**Prompt:**
Write out exactly the lines below that run from the one containing "find winter coat" through the one containing "find street lamp", both included, with no other lines.

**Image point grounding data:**
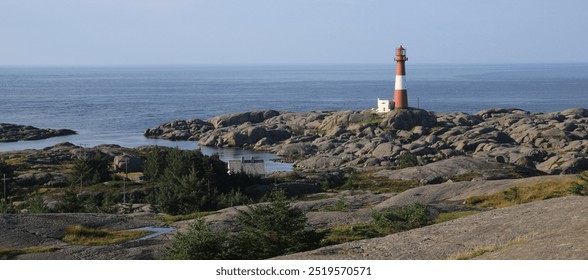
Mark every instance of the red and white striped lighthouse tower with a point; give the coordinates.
(400, 96)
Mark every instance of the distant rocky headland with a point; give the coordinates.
(545, 143)
(14, 132)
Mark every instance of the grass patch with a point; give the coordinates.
(88, 236)
(168, 219)
(483, 250)
(9, 253)
(465, 177)
(367, 181)
(519, 195)
(444, 217)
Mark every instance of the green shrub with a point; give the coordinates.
(267, 230)
(580, 188)
(199, 242)
(91, 170)
(36, 204)
(6, 206)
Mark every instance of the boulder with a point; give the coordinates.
(128, 163)
(241, 118)
(406, 119)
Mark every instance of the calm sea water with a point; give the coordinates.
(116, 104)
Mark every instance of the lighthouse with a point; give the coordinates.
(400, 96)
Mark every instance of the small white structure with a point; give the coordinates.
(385, 105)
(253, 166)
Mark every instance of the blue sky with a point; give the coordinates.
(112, 32)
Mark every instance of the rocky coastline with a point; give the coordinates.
(545, 143)
(14, 133)
(347, 164)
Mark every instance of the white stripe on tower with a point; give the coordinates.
(400, 94)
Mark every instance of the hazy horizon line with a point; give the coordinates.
(273, 64)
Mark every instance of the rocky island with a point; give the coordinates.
(13, 133)
(547, 143)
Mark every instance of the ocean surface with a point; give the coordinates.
(115, 105)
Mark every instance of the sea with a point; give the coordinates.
(116, 104)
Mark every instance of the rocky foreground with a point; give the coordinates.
(14, 133)
(550, 143)
(548, 229)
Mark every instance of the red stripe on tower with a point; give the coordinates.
(400, 96)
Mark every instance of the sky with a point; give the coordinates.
(187, 32)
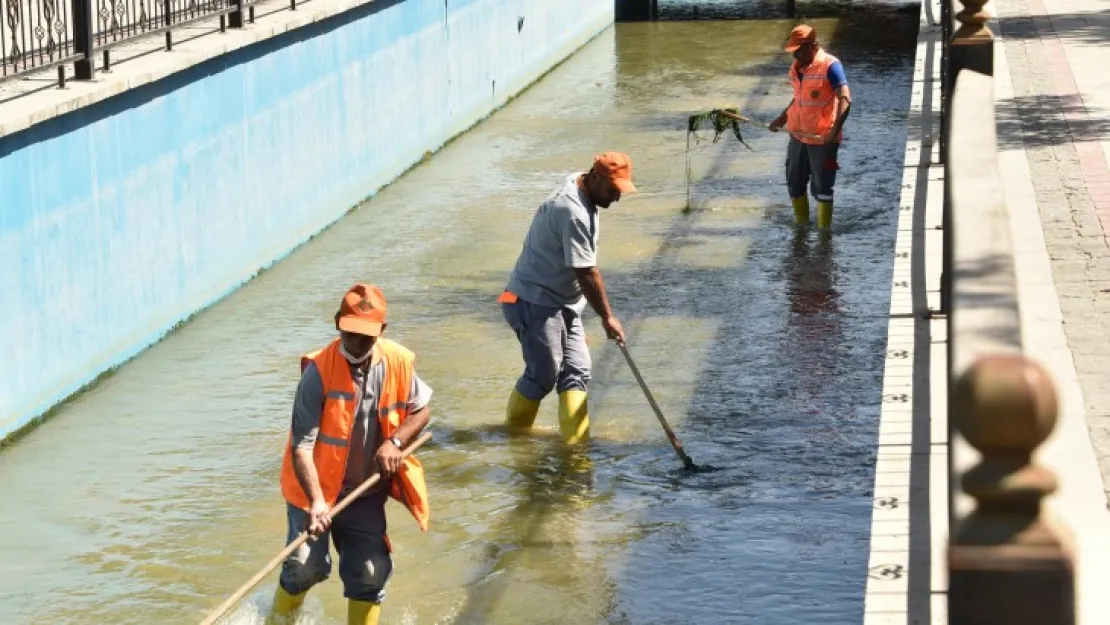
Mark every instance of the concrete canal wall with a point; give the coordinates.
(124, 217)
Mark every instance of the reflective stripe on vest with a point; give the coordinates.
(814, 108)
(336, 421)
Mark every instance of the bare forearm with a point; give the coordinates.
(413, 425)
(593, 286)
(305, 471)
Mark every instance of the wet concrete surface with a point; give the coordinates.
(152, 496)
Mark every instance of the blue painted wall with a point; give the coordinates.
(120, 220)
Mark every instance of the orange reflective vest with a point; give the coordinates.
(336, 420)
(814, 108)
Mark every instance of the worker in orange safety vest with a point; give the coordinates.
(820, 104)
(357, 404)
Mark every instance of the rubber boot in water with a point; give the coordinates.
(573, 416)
(825, 214)
(285, 605)
(363, 613)
(800, 210)
(521, 413)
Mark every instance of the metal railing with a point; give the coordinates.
(38, 34)
(1006, 564)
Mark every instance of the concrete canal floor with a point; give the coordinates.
(153, 495)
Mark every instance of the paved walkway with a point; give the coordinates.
(1053, 107)
(1053, 131)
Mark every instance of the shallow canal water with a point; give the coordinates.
(153, 495)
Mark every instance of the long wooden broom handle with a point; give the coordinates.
(658, 413)
(304, 536)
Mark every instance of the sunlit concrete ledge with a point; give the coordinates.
(24, 102)
(906, 580)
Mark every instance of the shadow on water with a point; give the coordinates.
(764, 345)
(680, 10)
(786, 395)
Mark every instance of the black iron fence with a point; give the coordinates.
(39, 34)
(36, 34)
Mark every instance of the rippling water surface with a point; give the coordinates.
(153, 495)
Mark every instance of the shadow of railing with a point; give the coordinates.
(1006, 565)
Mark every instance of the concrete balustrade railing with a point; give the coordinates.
(1006, 563)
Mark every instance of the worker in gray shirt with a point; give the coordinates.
(357, 404)
(555, 275)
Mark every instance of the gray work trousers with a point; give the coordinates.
(813, 165)
(359, 533)
(553, 342)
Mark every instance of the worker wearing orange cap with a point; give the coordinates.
(821, 100)
(357, 404)
(555, 275)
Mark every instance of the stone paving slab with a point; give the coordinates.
(909, 517)
(1059, 117)
(1052, 133)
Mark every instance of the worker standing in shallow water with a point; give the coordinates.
(821, 100)
(555, 275)
(357, 404)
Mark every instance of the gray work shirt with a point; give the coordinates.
(365, 433)
(563, 237)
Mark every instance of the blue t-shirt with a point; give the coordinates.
(837, 79)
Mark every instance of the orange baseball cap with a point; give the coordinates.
(800, 34)
(617, 168)
(362, 310)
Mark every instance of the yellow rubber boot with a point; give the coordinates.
(284, 606)
(800, 210)
(363, 613)
(825, 214)
(521, 413)
(573, 416)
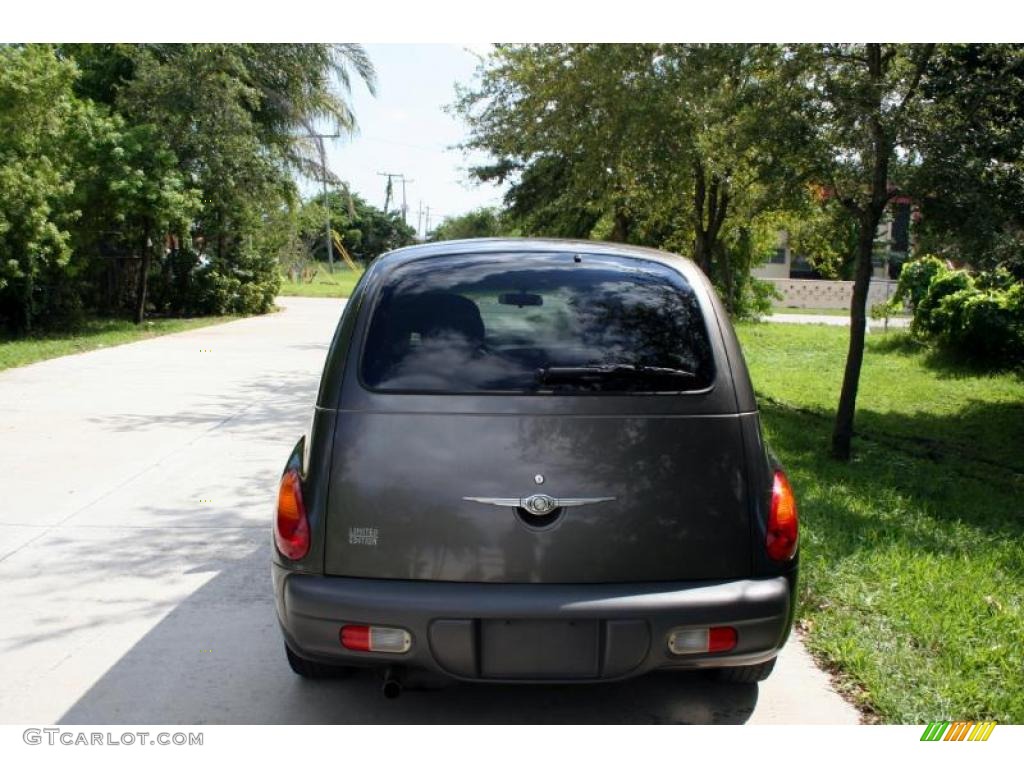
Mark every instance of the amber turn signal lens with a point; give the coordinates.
(291, 530)
(780, 541)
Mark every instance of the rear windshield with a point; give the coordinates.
(537, 324)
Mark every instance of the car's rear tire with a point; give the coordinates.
(754, 673)
(314, 670)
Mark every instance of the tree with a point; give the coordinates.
(237, 120)
(652, 144)
(859, 102)
(483, 222)
(36, 110)
(364, 229)
(970, 186)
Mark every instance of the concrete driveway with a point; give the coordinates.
(137, 485)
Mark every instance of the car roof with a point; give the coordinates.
(534, 245)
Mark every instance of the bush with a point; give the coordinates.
(943, 284)
(914, 279)
(188, 284)
(980, 318)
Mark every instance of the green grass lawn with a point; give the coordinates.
(912, 555)
(337, 285)
(95, 334)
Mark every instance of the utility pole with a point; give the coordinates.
(327, 207)
(404, 208)
(387, 189)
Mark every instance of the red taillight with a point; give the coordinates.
(782, 524)
(291, 530)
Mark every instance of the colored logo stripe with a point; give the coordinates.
(943, 730)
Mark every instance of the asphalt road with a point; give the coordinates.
(137, 484)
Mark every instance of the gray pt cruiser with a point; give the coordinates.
(534, 461)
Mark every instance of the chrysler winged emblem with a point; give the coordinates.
(539, 504)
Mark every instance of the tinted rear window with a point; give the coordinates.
(537, 324)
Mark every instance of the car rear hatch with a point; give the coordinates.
(525, 456)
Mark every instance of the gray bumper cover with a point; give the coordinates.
(630, 622)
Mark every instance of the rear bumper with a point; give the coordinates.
(629, 624)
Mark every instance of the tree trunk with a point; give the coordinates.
(843, 431)
(870, 214)
(711, 206)
(621, 226)
(143, 275)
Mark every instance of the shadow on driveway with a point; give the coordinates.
(217, 657)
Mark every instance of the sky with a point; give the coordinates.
(406, 130)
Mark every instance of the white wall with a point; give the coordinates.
(827, 294)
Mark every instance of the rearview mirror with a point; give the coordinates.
(520, 299)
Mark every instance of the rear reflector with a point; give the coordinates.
(376, 639)
(701, 640)
(720, 639)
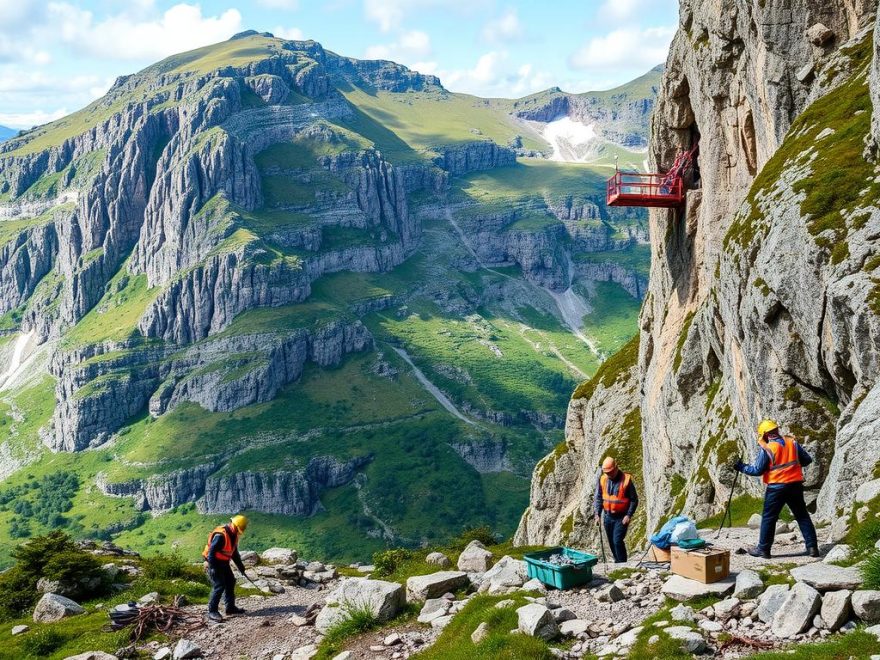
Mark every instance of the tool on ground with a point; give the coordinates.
(729, 500)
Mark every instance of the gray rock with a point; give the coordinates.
(797, 611)
(825, 577)
(438, 559)
(682, 588)
(836, 608)
(53, 607)
(691, 641)
(838, 553)
(748, 585)
(283, 556)
(537, 621)
(384, 599)
(682, 612)
(422, 587)
(866, 605)
(480, 633)
(771, 600)
(186, 649)
(475, 558)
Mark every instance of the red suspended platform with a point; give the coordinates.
(652, 190)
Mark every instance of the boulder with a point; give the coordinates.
(384, 599)
(507, 572)
(826, 577)
(682, 612)
(536, 620)
(748, 585)
(480, 633)
(819, 34)
(438, 559)
(797, 611)
(475, 558)
(186, 649)
(836, 609)
(54, 607)
(771, 600)
(682, 588)
(868, 491)
(422, 587)
(840, 552)
(279, 556)
(727, 608)
(691, 640)
(866, 605)
(574, 627)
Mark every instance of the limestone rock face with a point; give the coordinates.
(750, 313)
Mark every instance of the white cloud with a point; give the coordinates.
(409, 47)
(626, 47)
(505, 28)
(30, 119)
(289, 5)
(291, 33)
(128, 36)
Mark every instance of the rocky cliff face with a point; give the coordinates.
(759, 303)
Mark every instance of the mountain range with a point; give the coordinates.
(262, 276)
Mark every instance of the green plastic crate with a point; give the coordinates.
(561, 577)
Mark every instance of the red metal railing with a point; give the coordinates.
(634, 189)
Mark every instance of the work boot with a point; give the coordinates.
(757, 552)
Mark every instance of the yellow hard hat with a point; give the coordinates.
(766, 426)
(240, 522)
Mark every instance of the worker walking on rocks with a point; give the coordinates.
(222, 548)
(780, 461)
(616, 497)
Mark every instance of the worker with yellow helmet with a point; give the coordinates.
(780, 461)
(222, 548)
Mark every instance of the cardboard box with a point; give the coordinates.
(656, 554)
(704, 565)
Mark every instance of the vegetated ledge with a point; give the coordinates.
(611, 370)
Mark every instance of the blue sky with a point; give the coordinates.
(57, 56)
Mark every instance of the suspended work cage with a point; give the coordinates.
(654, 190)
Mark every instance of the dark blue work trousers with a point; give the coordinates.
(615, 530)
(776, 497)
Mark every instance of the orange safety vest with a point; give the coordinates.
(785, 467)
(230, 543)
(615, 503)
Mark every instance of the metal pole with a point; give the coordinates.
(729, 500)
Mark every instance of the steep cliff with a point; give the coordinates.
(760, 295)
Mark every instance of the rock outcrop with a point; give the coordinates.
(759, 302)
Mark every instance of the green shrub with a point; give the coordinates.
(871, 571)
(387, 561)
(42, 642)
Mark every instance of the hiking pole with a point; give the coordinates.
(729, 500)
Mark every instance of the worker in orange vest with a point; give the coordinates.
(780, 461)
(222, 548)
(617, 499)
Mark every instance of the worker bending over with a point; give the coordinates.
(616, 497)
(222, 548)
(780, 460)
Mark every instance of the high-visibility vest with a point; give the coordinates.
(615, 503)
(785, 467)
(230, 543)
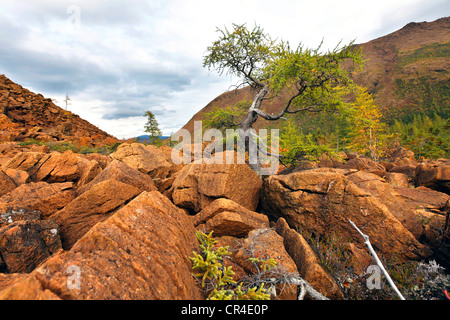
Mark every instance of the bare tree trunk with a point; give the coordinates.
(250, 144)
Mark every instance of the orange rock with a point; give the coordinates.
(6, 183)
(322, 202)
(25, 244)
(267, 244)
(93, 206)
(147, 159)
(197, 185)
(307, 263)
(42, 196)
(121, 172)
(226, 217)
(141, 252)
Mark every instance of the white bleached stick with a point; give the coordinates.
(378, 261)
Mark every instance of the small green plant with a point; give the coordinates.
(218, 279)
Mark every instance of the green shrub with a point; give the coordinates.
(218, 279)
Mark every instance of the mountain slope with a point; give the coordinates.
(25, 115)
(407, 72)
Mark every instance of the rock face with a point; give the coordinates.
(146, 159)
(42, 196)
(322, 200)
(434, 174)
(197, 185)
(121, 172)
(306, 261)
(226, 217)
(27, 115)
(25, 244)
(92, 207)
(141, 252)
(55, 166)
(265, 244)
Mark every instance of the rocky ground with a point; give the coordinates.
(123, 226)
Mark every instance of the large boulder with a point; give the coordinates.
(322, 201)
(226, 217)
(147, 159)
(55, 167)
(93, 206)
(197, 185)
(121, 172)
(45, 197)
(6, 183)
(141, 252)
(307, 262)
(412, 214)
(434, 174)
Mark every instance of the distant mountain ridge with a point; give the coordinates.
(406, 71)
(25, 115)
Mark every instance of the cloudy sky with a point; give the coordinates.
(116, 59)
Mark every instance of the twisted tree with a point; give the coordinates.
(311, 79)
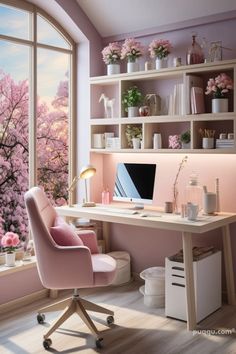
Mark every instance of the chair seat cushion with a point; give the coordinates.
(64, 235)
(104, 269)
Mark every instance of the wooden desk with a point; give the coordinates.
(175, 223)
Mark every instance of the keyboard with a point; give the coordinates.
(121, 211)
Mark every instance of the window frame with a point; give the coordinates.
(34, 10)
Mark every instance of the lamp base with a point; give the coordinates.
(88, 204)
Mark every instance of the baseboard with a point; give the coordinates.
(23, 301)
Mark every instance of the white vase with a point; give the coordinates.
(113, 69)
(219, 105)
(157, 141)
(208, 143)
(132, 66)
(185, 145)
(133, 112)
(161, 63)
(10, 259)
(136, 143)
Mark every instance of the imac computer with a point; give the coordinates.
(135, 183)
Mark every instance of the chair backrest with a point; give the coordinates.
(41, 217)
(57, 265)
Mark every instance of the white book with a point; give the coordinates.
(197, 100)
(189, 82)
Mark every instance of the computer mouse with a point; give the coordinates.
(143, 215)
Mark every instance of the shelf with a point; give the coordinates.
(162, 82)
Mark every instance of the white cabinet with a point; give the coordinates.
(162, 82)
(207, 284)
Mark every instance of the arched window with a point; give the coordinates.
(36, 110)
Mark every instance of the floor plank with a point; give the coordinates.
(137, 329)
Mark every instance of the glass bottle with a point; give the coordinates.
(105, 196)
(194, 54)
(194, 191)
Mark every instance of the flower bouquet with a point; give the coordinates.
(131, 50)
(111, 56)
(159, 48)
(218, 87)
(10, 242)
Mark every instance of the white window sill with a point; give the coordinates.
(20, 266)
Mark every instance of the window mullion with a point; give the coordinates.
(33, 106)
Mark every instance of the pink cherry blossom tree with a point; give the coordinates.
(52, 151)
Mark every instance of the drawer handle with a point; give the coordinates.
(178, 268)
(177, 284)
(177, 276)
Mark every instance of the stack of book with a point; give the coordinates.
(224, 143)
(194, 94)
(197, 100)
(176, 101)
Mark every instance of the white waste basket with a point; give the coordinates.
(154, 288)
(123, 267)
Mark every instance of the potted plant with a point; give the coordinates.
(10, 242)
(207, 138)
(131, 50)
(134, 135)
(131, 100)
(160, 49)
(111, 56)
(218, 87)
(185, 139)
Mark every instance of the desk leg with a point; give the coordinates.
(188, 267)
(105, 233)
(229, 273)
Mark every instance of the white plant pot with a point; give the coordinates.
(113, 69)
(208, 143)
(10, 259)
(219, 105)
(136, 143)
(161, 63)
(133, 112)
(132, 67)
(185, 145)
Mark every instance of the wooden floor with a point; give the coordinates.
(137, 329)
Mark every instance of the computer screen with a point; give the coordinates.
(135, 182)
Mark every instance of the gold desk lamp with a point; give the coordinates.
(85, 173)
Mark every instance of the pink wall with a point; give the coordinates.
(149, 247)
(16, 285)
(72, 18)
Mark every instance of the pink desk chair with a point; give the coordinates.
(74, 265)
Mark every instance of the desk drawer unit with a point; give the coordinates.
(207, 283)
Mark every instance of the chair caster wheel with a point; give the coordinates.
(41, 318)
(98, 343)
(47, 343)
(110, 320)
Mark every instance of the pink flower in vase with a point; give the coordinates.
(174, 142)
(10, 241)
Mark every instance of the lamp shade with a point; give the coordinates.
(87, 172)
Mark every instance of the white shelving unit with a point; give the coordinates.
(161, 82)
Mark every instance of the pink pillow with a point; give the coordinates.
(64, 235)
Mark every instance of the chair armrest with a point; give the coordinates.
(89, 239)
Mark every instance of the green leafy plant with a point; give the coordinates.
(132, 97)
(133, 131)
(185, 137)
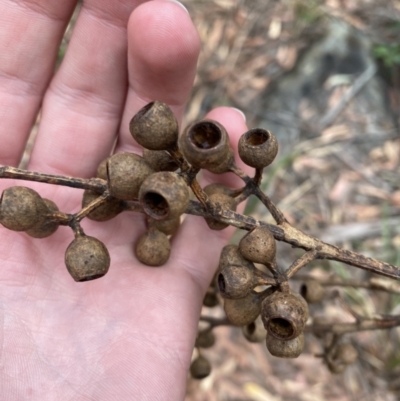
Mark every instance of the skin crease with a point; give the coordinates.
(129, 335)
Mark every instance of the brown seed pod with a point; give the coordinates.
(284, 315)
(205, 339)
(155, 127)
(224, 202)
(243, 311)
(345, 353)
(200, 368)
(205, 144)
(258, 246)
(46, 226)
(125, 174)
(312, 291)
(255, 332)
(21, 208)
(87, 258)
(153, 248)
(107, 211)
(258, 148)
(168, 227)
(159, 160)
(285, 349)
(230, 255)
(164, 195)
(236, 281)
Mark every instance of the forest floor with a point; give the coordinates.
(338, 176)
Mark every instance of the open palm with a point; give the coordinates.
(129, 335)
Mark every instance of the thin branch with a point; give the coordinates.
(374, 283)
(95, 184)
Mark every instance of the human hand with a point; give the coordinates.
(129, 335)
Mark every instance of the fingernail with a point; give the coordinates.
(240, 112)
(179, 4)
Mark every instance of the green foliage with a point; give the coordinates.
(307, 11)
(389, 54)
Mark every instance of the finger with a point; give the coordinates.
(196, 247)
(163, 51)
(30, 34)
(82, 108)
(82, 111)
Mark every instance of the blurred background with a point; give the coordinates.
(324, 76)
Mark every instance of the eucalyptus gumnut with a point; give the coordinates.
(46, 226)
(243, 311)
(153, 248)
(236, 281)
(164, 195)
(87, 258)
(312, 291)
(21, 208)
(159, 160)
(255, 332)
(205, 144)
(125, 174)
(155, 127)
(106, 211)
(258, 148)
(230, 255)
(285, 349)
(224, 202)
(259, 246)
(200, 367)
(284, 315)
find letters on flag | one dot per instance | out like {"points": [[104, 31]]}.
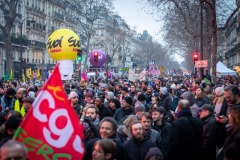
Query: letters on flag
{"points": [[51, 128]]}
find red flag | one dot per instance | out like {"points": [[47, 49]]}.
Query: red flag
{"points": [[51, 128]]}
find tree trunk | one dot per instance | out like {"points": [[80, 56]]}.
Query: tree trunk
{"points": [[8, 51]]}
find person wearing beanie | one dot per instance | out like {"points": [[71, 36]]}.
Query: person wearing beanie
{"points": [[154, 153], [126, 109], [7, 100], [18, 105]]}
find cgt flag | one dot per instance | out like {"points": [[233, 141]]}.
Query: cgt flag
{"points": [[51, 128]]}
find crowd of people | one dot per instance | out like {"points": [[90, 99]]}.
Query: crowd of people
{"points": [[182, 118]]}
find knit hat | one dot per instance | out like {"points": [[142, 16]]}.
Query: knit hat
{"points": [[154, 151], [219, 91], [164, 90], [128, 100], [72, 94], [141, 97], [13, 122]]}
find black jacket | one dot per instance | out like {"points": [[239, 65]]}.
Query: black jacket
{"points": [[186, 138], [209, 137], [104, 112], [135, 150], [164, 131], [121, 114]]}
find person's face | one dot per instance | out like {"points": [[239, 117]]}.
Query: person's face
{"points": [[98, 153], [112, 105], [203, 113], [154, 101], [98, 102], [230, 98], [106, 130], [15, 152], [91, 112], [88, 99], [74, 100], [146, 123], [156, 116], [198, 91], [124, 104], [137, 131]]}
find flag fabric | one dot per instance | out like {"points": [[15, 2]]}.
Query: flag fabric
{"points": [[23, 77], [6, 76], [47, 74], [51, 128], [84, 76], [11, 75], [39, 74], [30, 73]]}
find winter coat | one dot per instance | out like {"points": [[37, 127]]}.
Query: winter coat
{"points": [[137, 150], [164, 131], [121, 114], [209, 137]]}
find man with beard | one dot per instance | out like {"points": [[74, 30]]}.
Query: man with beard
{"points": [[145, 119], [7, 101], [163, 127], [91, 123], [18, 105], [108, 129], [73, 98], [137, 147]]}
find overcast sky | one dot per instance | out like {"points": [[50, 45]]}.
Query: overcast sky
{"points": [[135, 16]]}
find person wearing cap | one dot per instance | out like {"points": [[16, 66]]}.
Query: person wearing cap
{"points": [[126, 109], [27, 103], [206, 113], [18, 105], [137, 147], [146, 120]]}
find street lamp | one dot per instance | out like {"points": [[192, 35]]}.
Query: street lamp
{"points": [[21, 58]]}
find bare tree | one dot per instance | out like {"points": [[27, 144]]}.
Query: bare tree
{"points": [[90, 11], [8, 8]]}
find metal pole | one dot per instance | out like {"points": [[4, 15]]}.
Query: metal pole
{"points": [[201, 35], [21, 60]]}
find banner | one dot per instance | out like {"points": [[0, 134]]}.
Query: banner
{"points": [[51, 128], [133, 77]]}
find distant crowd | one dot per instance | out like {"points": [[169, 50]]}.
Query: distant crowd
{"points": [[177, 118]]}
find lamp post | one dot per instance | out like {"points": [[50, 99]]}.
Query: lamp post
{"points": [[21, 58]]}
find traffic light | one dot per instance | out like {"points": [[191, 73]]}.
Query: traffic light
{"points": [[95, 55], [195, 57], [79, 55]]}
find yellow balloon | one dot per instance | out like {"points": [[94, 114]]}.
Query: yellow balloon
{"points": [[63, 44]]}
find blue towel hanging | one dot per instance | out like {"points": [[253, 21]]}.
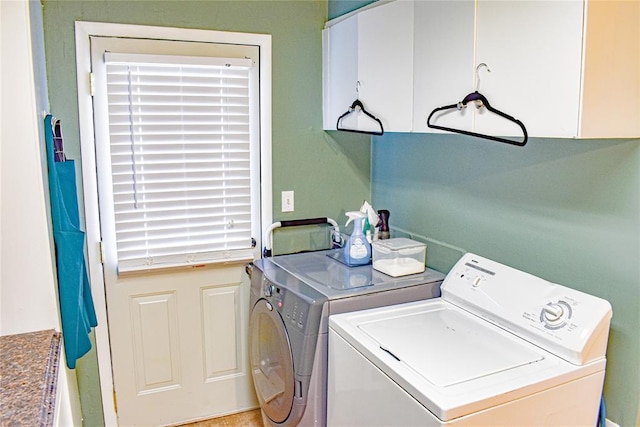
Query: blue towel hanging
{"points": [[76, 304]]}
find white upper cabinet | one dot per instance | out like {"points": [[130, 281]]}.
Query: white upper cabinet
{"points": [[566, 69], [443, 61], [368, 56], [534, 52]]}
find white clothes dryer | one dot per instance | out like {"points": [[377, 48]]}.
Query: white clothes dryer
{"points": [[292, 297], [499, 347]]}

**Expected answer:**
find winter coat | one dot per instance | out like {"points": [[37, 127]]}.
Query: winter coat
{"points": [[137, 150], [164, 131], [121, 114], [209, 137]]}
find man with beard | one dot per instance | out like {"points": [[74, 30]]}.
Query: man with beard
{"points": [[145, 119], [7, 101], [163, 127], [91, 123], [18, 105], [108, 129], [73, 98], [137, 147]]}
find overcast sky | one dot per instance | out like {"points": [[50, 45]]}.
Query: overcast sky
{"points": [[135, 16]]}
find person wearing cap | one dot per instance | out like {"points": [[16, 66]]}.
Query: person wearing cap
{"points": [[126, 109], [27, 103], [206, 113], [18, 105], [137, 147], [146, 120]]}
find street lamp | one dot per instance | out like {"points": [[192, 35]]}.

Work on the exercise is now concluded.